- What you are asked to do: Copy the material word for word, starting at its first line and ending with the line that contains "box: [749, 869, 838, 925]", both included, and stop there.

- Records for processing:
········

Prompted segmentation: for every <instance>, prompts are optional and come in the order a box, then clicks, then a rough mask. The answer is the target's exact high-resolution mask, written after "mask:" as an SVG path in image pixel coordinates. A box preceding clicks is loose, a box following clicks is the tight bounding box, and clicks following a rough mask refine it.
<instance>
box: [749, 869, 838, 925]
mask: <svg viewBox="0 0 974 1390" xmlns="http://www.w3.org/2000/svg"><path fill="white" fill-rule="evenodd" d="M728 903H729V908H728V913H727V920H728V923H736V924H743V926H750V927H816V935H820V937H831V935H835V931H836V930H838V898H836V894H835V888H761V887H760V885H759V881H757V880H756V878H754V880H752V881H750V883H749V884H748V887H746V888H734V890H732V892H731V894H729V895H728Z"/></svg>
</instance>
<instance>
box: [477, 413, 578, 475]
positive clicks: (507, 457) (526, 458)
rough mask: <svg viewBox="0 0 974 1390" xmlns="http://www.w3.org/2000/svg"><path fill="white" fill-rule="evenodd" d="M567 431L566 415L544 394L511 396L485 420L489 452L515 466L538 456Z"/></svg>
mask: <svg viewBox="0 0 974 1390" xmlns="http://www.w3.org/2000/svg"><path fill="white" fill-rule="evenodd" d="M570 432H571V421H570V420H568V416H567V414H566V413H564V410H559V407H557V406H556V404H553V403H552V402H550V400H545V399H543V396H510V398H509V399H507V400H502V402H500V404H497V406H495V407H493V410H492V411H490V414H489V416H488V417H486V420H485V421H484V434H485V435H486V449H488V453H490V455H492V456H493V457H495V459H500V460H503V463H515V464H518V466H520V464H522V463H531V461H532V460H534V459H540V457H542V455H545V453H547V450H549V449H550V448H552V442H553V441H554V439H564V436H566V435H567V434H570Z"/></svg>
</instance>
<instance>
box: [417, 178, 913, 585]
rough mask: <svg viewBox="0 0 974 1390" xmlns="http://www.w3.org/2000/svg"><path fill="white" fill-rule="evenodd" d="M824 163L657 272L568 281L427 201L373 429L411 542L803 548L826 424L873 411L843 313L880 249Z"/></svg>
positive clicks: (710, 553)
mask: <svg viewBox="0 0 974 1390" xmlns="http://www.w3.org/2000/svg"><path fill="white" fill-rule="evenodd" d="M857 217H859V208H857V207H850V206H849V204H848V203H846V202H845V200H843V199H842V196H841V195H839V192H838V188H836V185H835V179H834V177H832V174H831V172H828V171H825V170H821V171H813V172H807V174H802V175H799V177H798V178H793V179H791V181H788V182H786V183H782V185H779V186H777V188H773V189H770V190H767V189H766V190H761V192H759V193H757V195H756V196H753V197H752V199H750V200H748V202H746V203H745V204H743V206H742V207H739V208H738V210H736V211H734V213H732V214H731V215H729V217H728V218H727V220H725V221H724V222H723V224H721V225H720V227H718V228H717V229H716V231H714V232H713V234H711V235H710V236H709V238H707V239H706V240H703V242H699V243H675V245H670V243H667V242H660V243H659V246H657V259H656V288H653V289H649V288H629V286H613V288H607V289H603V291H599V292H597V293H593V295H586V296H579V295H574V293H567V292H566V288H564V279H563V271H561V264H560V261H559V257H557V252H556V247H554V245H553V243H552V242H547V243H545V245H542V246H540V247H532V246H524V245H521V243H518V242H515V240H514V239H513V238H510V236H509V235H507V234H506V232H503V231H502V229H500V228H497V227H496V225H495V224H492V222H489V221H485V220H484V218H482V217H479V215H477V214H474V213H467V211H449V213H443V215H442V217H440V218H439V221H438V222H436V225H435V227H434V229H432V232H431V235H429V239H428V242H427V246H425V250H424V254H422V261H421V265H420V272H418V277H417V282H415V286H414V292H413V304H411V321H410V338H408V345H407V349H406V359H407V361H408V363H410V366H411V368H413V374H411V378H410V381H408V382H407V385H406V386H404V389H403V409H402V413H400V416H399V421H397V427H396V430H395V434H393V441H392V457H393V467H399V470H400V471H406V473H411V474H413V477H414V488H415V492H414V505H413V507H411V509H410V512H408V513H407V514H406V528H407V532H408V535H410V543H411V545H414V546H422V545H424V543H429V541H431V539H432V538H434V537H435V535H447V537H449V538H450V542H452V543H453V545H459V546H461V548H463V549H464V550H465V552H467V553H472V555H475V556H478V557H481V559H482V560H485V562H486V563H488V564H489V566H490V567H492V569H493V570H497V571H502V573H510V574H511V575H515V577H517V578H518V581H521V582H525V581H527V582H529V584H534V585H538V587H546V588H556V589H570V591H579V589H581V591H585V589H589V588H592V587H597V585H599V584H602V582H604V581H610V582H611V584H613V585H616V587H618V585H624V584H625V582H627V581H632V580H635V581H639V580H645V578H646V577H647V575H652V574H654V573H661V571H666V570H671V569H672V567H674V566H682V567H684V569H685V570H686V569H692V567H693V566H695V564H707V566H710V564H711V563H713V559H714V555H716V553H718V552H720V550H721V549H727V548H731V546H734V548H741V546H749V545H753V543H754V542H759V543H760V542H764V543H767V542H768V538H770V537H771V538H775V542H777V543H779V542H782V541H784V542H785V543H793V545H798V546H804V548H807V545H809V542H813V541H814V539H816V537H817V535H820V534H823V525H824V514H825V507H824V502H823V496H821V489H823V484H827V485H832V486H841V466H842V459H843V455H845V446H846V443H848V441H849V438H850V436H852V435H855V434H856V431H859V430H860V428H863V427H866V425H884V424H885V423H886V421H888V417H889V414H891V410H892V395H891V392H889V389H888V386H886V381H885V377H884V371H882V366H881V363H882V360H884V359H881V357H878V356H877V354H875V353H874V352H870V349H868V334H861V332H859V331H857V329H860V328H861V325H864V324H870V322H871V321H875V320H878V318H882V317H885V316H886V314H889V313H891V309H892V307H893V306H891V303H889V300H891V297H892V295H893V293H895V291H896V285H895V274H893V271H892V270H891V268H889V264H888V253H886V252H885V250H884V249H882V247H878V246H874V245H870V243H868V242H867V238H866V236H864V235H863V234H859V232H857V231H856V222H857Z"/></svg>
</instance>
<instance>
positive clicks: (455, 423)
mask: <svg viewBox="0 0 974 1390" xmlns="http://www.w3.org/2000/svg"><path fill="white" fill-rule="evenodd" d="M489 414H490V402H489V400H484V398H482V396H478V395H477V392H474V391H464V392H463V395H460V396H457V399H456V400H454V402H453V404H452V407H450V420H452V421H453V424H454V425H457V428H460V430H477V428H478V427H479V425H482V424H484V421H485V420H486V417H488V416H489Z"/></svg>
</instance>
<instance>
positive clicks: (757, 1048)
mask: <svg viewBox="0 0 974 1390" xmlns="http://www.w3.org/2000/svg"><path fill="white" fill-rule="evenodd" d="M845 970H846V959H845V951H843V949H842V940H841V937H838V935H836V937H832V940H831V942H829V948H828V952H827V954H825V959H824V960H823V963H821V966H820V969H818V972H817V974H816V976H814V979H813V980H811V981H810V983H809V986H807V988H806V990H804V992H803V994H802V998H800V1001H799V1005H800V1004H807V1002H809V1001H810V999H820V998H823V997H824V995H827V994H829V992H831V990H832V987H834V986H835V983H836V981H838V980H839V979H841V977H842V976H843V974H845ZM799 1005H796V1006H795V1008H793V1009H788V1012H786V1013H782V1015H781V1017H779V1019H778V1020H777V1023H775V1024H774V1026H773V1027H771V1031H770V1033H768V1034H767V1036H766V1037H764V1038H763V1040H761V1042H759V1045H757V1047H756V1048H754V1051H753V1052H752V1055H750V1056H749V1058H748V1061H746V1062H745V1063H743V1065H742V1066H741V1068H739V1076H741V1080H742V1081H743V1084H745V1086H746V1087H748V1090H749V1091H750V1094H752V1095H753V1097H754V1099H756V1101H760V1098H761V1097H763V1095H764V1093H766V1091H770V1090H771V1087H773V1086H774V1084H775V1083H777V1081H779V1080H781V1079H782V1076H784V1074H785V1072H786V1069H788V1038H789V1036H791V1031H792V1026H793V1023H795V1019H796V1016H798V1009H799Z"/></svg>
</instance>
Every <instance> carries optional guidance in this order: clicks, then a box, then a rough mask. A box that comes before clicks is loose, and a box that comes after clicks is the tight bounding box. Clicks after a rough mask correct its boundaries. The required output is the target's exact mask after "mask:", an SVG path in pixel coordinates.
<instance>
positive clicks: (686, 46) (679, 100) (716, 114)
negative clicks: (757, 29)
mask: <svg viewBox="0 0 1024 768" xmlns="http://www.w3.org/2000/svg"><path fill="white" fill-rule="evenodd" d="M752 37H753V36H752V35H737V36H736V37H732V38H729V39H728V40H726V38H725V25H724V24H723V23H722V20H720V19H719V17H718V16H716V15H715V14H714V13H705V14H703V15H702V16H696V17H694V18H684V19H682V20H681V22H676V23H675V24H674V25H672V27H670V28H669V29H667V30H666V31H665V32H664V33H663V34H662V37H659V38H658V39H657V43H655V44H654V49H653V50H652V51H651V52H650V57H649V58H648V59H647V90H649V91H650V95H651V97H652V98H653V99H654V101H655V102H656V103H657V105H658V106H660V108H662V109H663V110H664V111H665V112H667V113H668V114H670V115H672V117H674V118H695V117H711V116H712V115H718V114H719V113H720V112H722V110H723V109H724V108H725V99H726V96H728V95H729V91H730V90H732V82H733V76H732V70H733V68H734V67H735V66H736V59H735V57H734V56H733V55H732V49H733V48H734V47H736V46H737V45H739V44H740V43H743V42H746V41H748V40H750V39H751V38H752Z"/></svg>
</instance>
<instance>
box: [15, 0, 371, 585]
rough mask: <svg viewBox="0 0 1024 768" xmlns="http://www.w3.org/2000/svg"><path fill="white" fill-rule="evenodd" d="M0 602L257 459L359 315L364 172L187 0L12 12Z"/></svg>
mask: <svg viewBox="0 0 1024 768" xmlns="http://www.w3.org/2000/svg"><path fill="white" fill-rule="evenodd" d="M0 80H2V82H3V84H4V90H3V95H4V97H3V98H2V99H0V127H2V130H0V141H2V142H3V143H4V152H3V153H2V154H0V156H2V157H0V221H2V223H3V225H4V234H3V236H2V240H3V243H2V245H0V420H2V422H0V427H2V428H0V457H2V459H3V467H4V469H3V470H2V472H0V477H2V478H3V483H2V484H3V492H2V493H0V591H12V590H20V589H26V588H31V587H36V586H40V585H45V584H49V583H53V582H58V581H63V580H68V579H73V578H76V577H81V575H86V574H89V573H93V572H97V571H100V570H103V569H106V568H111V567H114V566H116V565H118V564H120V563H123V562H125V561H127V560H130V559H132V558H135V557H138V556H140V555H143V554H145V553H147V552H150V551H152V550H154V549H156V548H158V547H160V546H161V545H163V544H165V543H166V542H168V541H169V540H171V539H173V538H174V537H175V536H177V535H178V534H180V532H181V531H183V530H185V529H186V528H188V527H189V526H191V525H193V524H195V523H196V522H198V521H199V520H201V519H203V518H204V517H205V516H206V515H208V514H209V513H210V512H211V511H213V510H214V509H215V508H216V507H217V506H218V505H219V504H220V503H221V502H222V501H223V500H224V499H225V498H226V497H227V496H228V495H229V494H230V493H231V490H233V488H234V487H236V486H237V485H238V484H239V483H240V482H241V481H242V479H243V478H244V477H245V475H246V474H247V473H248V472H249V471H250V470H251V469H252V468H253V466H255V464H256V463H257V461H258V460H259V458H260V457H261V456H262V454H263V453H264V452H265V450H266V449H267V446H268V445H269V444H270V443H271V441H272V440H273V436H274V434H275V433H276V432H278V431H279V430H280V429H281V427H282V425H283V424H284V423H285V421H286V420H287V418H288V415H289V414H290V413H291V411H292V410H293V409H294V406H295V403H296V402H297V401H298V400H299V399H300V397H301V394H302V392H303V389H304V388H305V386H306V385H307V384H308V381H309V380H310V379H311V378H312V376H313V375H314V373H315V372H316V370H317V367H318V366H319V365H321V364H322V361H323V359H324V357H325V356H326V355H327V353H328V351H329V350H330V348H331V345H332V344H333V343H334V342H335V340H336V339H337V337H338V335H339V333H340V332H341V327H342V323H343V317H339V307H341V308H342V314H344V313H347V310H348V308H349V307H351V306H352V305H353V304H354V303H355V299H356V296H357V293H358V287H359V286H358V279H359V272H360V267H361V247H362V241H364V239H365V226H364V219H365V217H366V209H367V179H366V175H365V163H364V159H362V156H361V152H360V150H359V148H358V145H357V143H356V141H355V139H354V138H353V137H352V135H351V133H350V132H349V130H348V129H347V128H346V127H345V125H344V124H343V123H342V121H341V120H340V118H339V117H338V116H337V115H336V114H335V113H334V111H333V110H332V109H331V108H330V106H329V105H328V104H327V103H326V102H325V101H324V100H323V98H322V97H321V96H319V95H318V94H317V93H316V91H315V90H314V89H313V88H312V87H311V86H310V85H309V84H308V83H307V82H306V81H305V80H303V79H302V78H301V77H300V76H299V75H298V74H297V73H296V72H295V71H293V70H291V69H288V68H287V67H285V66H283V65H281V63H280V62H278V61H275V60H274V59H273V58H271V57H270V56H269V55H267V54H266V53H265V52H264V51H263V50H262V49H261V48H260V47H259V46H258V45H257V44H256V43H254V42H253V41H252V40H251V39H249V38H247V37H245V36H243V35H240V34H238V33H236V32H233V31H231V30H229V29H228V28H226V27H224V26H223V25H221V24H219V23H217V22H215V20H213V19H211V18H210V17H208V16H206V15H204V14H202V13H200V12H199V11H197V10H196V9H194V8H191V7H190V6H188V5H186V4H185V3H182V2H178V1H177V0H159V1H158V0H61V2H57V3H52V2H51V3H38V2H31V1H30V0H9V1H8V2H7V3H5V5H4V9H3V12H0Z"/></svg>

········

- Finished exercise:
Prompted segmentation: for every <instance>, prompts are optional and come in the order a box, then clicks, then a rough mask. The answer is the target's exact high-resolution mask, written after "mask:" as an SVG path in image pixel coordinates. A box preceding clicks is loose, a box following clicks is the tight bounding box, and clicks following a rough mask refine it.
<instance>
box: [749, 869, 838, 925]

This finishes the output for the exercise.